§ Tareas por resolver
• 1. Según el fragmento del documento, ¿qué porcentaje de la fuerza de trabajo trabaja en la agricultura, de acuerdo con el INE?
• 2. Devuelve sin cambios la parte del fragmento del documento que va desde "Una de las bases" hasta "casi un siglo.", incluyendo ambas.

El proceso de acumulación capitalista, rentístico y promotor del subdesarrollo, que ha imperado en nuestro país desde que el petróleo se consolidó como la actividad económica de mayor preponderancia, ha llegado a su fin. Se agotó. Por ello, estamos obligados como sociedad a trazar un nuevo modelo de crecimiento económico, basado en la producción agrícola. Es la única forma de estar en sintonía con los tiempos convulsos que corren en la actualidad. Igualmente, sólo una transformación de esta situación, nos permitirá establecer un modo distinto de articulación con el resto del mundo, en el marco de relaciones ganar-ganar, con la mirada puesta en nuestros aliados internacionales.
Una de las bases del nuevo modelo económico que estamos obligados a construir debe erigirse sobre la agricultura. Según el Instituto Nacional de Estadística (INE) apenas un 7% de la fuerza de trabajo hace vida en este sector. Es decir, el abandono del campo se concretó y acentúo a lo largo de nuestra historia económica y política en la medida en que los salarios y demás beneficios socioeconómicos se volvieron poco atractivos o inexistentes, en relación con otras actividades económicas que brindaron una mejor remuneración.
Amén de la carencia total de políticas, para impedir o minimizar el abandono de la producción de la tierra. Es evidente que estamos frente a un problema estructural que data de casi un siglo.
El desempeño de la actividad petrolera redujo a su mínima expresión el resto de la economía, particularmente la actividad agrícola. Según los datos disponibles en el Banco Central de Venezuela, al 2018 este importante renglón apenas tenía un peso de 4% en el Producto Interno Bruto (PIB).

§ Extractos de datos
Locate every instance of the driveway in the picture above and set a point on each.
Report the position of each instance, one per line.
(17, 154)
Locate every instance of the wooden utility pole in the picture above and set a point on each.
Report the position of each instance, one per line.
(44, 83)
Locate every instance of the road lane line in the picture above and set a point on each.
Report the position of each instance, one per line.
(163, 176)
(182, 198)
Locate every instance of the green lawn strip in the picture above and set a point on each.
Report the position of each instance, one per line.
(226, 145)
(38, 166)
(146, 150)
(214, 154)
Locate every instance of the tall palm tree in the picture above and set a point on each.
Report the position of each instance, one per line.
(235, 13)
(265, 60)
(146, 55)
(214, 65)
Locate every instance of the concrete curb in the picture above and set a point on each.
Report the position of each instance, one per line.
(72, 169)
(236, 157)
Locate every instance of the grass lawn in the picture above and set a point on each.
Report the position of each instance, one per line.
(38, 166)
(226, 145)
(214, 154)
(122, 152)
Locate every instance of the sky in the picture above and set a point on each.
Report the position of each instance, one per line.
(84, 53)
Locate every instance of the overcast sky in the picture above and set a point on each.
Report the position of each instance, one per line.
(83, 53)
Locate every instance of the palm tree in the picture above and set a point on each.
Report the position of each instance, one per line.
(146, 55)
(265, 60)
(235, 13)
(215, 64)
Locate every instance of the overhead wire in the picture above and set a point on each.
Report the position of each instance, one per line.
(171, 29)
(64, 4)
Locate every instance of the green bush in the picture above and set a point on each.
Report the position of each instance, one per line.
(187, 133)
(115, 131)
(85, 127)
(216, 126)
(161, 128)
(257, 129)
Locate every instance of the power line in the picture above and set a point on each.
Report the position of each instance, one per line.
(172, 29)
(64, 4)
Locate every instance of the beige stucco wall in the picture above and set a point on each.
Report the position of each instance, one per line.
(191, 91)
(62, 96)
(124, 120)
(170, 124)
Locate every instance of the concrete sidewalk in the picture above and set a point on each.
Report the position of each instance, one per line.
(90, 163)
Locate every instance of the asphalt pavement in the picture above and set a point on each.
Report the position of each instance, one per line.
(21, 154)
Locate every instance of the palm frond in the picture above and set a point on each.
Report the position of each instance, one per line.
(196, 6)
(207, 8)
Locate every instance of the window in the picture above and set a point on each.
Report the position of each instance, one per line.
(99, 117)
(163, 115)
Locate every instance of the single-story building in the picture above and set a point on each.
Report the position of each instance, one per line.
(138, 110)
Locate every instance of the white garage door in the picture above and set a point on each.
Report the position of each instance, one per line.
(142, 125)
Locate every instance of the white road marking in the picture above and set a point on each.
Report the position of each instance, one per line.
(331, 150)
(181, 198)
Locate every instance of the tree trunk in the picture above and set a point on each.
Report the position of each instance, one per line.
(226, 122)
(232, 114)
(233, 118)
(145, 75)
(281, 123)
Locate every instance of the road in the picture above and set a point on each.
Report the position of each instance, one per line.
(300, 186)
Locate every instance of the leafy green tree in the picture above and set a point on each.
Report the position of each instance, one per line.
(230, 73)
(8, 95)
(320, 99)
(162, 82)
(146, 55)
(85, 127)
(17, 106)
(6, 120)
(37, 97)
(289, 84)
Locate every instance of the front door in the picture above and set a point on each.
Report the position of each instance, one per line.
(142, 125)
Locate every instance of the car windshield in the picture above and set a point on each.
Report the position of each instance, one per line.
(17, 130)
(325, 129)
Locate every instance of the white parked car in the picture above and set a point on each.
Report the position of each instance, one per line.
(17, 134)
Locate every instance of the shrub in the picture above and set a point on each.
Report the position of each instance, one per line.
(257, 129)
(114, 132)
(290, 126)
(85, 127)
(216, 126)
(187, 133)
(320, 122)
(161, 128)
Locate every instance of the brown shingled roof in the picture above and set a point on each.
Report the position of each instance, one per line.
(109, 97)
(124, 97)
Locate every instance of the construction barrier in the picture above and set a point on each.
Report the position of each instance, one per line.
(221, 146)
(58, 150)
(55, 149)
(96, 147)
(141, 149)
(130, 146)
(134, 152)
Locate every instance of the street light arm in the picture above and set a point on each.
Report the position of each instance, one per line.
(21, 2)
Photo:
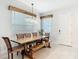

§ Respuestas
• 1. Apenas un 7%.

• 2.
Una de las bases del nuevo modelo económico que estamos obligados a construir debe erigirse sobre la agricultura. Según el Instituto Nacional de Estadística (INE) apenas un 7% de la fuerza de trabajo hace vida en este sector. Es decir, el abandono del campo se concretó y acentúo a lo largo de nuestra historia económica y política en la medida en que los salarios y demás beneficios socioeconómicos se volvieron poco atractivos o inexistentes, en relación con otras actividades económicas que brindaron una mejor remuneración.
Amén de la carencia total de políticas, para impedir o minimizar el abandono de la producción de la tierra. Es evidente que estamos frente a un problema estructural que data de casi un siglo.